EXERCISE DESCRIPTION: Read through the entries below and return each line with the word "steam".

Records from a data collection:

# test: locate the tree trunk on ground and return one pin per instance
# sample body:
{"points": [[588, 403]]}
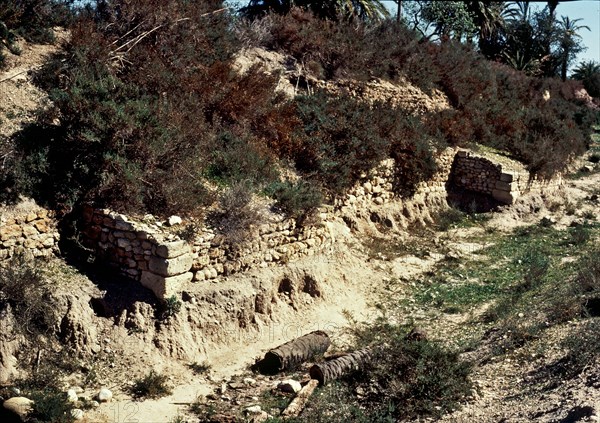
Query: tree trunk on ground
{"points": [[336, 368], [299, 402], [292, 353]]}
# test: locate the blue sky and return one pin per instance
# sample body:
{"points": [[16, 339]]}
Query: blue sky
{"points": [[589, 13], [586, 10]]}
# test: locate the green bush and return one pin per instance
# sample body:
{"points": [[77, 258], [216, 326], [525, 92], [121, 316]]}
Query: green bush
{"points": [[408, 377], [297, 200], [153, 385], [50, 406], [492, 104], [170, 307], [237, 214]]}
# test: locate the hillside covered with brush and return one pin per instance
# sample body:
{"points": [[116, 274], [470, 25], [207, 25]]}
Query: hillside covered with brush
{"points": [[146, 100]]}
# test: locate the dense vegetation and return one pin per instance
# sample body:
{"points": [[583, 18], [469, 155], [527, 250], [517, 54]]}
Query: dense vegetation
{"points": [[146, 102]]}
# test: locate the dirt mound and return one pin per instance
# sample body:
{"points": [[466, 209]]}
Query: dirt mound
{"points": [[20, 97], [293, 79]]}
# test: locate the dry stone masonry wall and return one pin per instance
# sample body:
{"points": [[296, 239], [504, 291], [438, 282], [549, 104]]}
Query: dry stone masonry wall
{"points": [[33, 233], [479, 174], [154, 254], [375, 195], [149, 252]]}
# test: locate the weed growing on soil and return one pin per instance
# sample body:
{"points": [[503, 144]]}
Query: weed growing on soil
{"points": [[153, 385]]}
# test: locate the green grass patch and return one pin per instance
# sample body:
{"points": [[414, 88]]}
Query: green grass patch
{"points": [[518, 268]]}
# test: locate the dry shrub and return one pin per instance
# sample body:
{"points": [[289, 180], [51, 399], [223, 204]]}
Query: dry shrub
{"points": [[238, 214]]}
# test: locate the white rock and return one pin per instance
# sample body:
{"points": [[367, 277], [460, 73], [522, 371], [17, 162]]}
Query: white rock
{"points": [[77, 414], [255, 409], [249, 381], [72, 395], [289, 385], [104, 395], [174, 220]]}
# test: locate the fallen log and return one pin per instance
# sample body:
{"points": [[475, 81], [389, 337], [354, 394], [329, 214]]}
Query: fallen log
{"points": [[334, 369], [299, 402], [292, 353]]}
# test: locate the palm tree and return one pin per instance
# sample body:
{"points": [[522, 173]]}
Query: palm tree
{"points": [[569, 43], [589, 74], [491, 20], [586, 70]]}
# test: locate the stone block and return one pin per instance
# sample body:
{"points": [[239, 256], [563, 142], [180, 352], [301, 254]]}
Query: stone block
{"points": [[503, 186], [504, 196], [29, 231], [165, 287], [171, 267], [173, 249]]}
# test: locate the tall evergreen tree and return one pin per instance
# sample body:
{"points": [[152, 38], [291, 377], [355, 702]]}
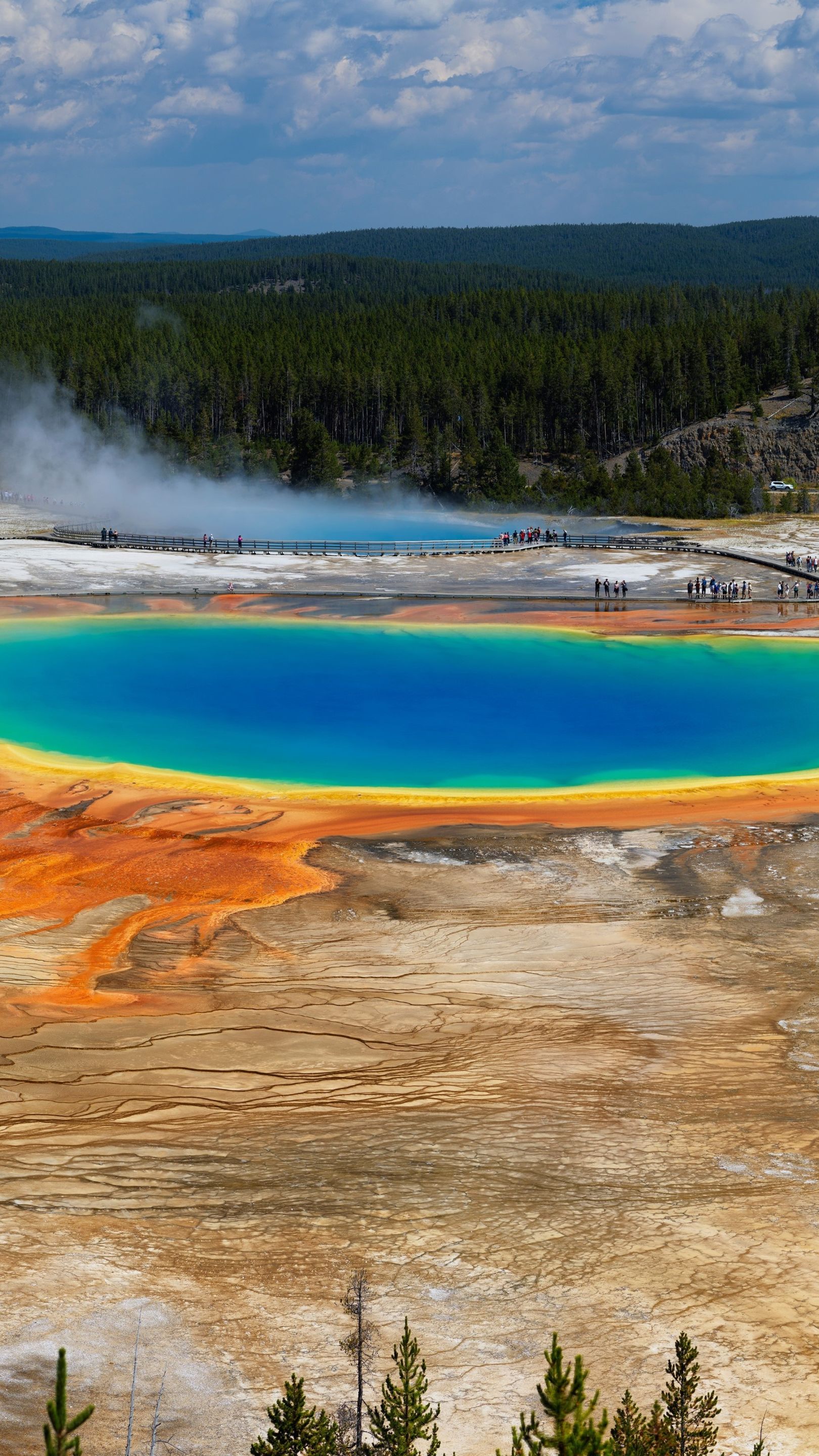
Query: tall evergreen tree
{"points": [[690, 1416], [404, 1420], [315, 455], [628, 1436], [62, 1432], [576, 1429], [296, 1430]]}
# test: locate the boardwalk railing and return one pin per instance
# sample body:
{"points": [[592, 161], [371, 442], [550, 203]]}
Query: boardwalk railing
{"points": [[296, 548], [496, 547]]}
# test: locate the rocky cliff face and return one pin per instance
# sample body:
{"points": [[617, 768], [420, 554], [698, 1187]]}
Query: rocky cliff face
{"points": [[776, 449]]}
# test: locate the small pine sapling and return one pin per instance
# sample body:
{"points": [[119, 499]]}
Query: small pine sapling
{"points": [[296, 1430], [691, 1417], [60, 1432], [404, 1416], [576, 1429]]}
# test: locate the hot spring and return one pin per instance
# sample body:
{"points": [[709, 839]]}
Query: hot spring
{"points": [[407, 707]]}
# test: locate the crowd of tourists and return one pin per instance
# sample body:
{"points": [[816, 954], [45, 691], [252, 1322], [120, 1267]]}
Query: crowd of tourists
{"points": [[785, 590], [802, 563], [719, 590], [607, 587], [527, 536]]}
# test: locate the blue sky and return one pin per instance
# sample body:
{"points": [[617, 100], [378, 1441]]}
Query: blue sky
{"points": [[299, 115]]}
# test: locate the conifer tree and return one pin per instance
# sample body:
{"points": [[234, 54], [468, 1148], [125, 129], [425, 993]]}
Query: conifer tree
{"points": [[636, 1435], [576, 1430], [404, 1419], [296, 1430], [628, 1435], [60, 1432], [690, 1416]]}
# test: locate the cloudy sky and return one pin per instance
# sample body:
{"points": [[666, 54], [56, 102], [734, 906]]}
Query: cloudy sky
{"points": [[299, 115]]}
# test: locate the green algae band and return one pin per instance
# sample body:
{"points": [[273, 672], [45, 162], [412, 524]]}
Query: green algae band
{"points": [[408, 707]]}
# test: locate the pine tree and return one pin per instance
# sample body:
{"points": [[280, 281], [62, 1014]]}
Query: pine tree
{"points": [[296, 1430], [628, 1433], [576, 1427], [404, 1417], [690, 1416], [315, 455], [391, 442], [659, 1435], [359, 1344], [500, 477], [60, 1432]]}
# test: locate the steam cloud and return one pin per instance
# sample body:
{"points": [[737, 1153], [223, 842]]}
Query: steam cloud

THE ANSWER:
# test: locate the steam cloud and return one pin per instance
Query: steam cloud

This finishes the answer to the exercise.